- **What is needed**:
Write out all of the entries exactly as given.

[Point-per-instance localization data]

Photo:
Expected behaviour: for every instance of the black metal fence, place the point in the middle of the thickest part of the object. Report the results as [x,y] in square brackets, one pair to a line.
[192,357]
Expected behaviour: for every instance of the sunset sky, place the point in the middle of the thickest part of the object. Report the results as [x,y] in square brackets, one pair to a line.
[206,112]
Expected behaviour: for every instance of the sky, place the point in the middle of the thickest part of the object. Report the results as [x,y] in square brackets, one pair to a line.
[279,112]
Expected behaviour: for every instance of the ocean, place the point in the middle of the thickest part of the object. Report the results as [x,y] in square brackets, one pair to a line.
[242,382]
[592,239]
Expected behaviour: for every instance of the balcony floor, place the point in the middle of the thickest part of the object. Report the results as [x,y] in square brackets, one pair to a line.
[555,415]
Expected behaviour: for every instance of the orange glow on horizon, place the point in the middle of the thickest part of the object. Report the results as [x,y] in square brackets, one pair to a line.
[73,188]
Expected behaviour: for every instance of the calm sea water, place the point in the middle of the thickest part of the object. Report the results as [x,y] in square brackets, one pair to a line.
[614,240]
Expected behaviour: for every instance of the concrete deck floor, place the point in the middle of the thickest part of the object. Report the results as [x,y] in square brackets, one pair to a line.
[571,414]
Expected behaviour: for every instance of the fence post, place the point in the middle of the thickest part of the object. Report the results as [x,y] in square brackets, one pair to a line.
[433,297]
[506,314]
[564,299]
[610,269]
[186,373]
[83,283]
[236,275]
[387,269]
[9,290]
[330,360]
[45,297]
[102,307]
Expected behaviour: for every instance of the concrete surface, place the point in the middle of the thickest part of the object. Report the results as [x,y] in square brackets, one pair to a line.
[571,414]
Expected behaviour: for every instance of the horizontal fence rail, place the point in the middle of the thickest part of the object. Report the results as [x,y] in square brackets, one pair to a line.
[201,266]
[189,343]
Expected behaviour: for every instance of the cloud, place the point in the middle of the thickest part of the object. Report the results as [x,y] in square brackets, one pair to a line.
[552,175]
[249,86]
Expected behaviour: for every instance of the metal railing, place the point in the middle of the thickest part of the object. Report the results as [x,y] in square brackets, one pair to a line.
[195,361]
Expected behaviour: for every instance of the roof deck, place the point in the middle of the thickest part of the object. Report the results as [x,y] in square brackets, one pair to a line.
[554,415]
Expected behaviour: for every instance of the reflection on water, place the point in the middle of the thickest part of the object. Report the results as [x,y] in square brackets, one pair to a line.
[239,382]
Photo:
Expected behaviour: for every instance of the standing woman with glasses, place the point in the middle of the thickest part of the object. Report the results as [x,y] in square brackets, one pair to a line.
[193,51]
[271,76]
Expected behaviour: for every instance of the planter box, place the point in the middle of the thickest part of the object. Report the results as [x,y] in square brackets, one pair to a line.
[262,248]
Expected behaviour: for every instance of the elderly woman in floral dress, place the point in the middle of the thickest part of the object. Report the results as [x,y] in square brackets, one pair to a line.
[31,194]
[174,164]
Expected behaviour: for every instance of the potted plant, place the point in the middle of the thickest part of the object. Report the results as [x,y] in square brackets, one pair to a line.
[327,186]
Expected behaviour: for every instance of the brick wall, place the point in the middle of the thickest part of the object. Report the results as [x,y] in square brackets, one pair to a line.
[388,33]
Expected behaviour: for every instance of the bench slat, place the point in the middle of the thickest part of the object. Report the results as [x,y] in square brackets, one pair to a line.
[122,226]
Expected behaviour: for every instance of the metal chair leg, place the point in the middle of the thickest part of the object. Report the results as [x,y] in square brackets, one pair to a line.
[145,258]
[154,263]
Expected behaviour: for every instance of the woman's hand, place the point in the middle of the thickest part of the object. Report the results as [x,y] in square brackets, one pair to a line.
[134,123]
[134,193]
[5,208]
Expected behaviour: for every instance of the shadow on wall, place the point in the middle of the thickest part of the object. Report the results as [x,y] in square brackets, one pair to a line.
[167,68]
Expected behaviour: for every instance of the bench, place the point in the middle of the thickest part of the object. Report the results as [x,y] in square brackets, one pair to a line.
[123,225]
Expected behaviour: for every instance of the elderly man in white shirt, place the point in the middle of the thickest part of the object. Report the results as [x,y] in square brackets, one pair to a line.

- **Exercise solution**:
Photo:
Expected behaviour: for every instance of the black metal fence, place the point in the middle of the thickest part of the object. Report the results as [x,y] in square brackets, one pair to a line.
[192,357]
Expected behaviour: for every instance of the sunset sky, place the point in the middle of the thickest part of the object. Report the results as [x,y] in square brackets, one pair to a line.
[206,112]
Expected behaviour: for every instance of the sky, place the point in the middle of the thickest part of the object. Report the results as [x,y] in square brackets, one pair to a line.
[279,112]
Expected behaviour: for every instance of the ocean, place the point in the middle of the thickest part of the object. Report the results as [x,y] in square brackets, one pair to a line.
[242,382]
[592,239]
Expected behaviour: for every instance of the balcony floor, place the point in the middle of the thickest part of the object. Report the results as [x,y] in square brackets, one pair to a line.
[555,415]
Expected behaviour: for every instance of the orange glow on horizon, place the point in the middle of the thickest part of the object. Report the results as [x,y] in square brackets, one pair to a line.
[73,188]
Expected behaviour: for every instance of the calm sea water, place the point in the middle of the thickest part of the object. Report the results as [x,y] in square brackets, one pair to a line.
[614,240]
Expected behaviour: for every instance of the concrete deck floor, place the point in the middle of the thickest part of the object. Report the results as [x,y] in square brackets, one pair to a line.
[571,414]
Expected behaviour: for every instance of the fence post, place the point in the middle of the thickest part of the object. Report the results as [x,y] in square brackets, one pair to a line.
[433,297]
[506,314]
[564,299]
[610,269]
[186,373]
[83,283]
[236,275]
[387,269]
[9,290]
[330,360]
[45,297]
[102,307]
Expected behaviour: for every instance of the concrete surface, place the point in the middle of the thickest part of the object. Report the results as [x,y] in square brackets, one pair to a line.
[571,414]
Expected behaviour: for every instance of the horizontal fence rail, place the point in the middle of the thickest part of the object. Report the results as [x,y] in square brackets, one pair to a line.
[201,266]
[189,343]
Expected behaviour: for every instance of the cloud, place the point in the middle of the thickest part of the object. Report the results as [x,y] in square brackets, one pair to a line.
[552,175]
[249,86]
Expected behaviour: for every instance of the metal railing, place the point in the middle of the thickest part of the object. Report the results as [x,y] in square brackets, one pair to a line.
[195,361]
Expected behaviour: for every instance of the roof deck, place the point in the middle of the thickest part of the object. Report the results as [x,y] in square brackets, one pair to a line.
[554,415]
Expected behaviour: for every instance of the reflection on water, place the point in the middle of the thickest part of the object. Report the results as [x,y] in square brackets, one pair to a line.
[239,382]
Photo:
Expected behaviour: for every instance of the standing woman with glasses, place the point in the middle of the thickest part of the object. Report the results as [x,y] in square brackets, one pair to a line.
[193,51]
[271,76]
Expected behaviour: for every instance of the planter box, place the point in the middle of the thickest part of the object. Report the results as [x,y] in square brackets, one pair to a line.
[262,248]
Expected behaviour: for every instance of the elderly woman in floral dress, place the point in the middle of the thickest part of the object. Report the results as [x,y] in square brackets, one pair to a line.
[31,194]
[174,164]
Expected behaviour: for every instance of the potted plant, place the point in the middle of the thickest part of the object. Report the results as [x,y] in square brackets, one pair to a line.
[327,186]
Expected behaviour: for every instance of the brick wall, place the point in the middle of the thickest part of the object. Report the results as [x,y] in square brackets, one pair to a line.
[388,33]
Expected behaviour: for every instance of the bench slat, place the point in the middle of the thickest part of the object. Report the results as [x,y] in square brackets, one pair to a line.
[122,226]
Expected behaviour: for every instance of the metal chair leg, place the point in the middle of the thickest part of the object. Report the results as [x,y] in square brackets, one pair to a line.
[145,258]
[154,263]
Expected behaviour: for every instance of the woman's hand, place the point in the middle of the thickest part of the object. Report the results as [x,y] in square brackets, one pair to a line.
[134,123]
[134,193]
[5,208]
Expected behaviour: for every instance of the shadow on wall, place the point in the middle of the thickest part of the object. Report the results as [x,y] in square brackets, one pair to a line.
[167,68]
Expected behaviour: for every instance of the bench, place the point in the middle of the thickest part of the object. Report the results as [x,y] in square brackets, one pair to a line.
[123,225]
Expected behaviour: for every instance of the elderly man in white shirt, place the point in the middle of the thickest part of the object. Report the results as [x,y] in square brackets, one pair to a line.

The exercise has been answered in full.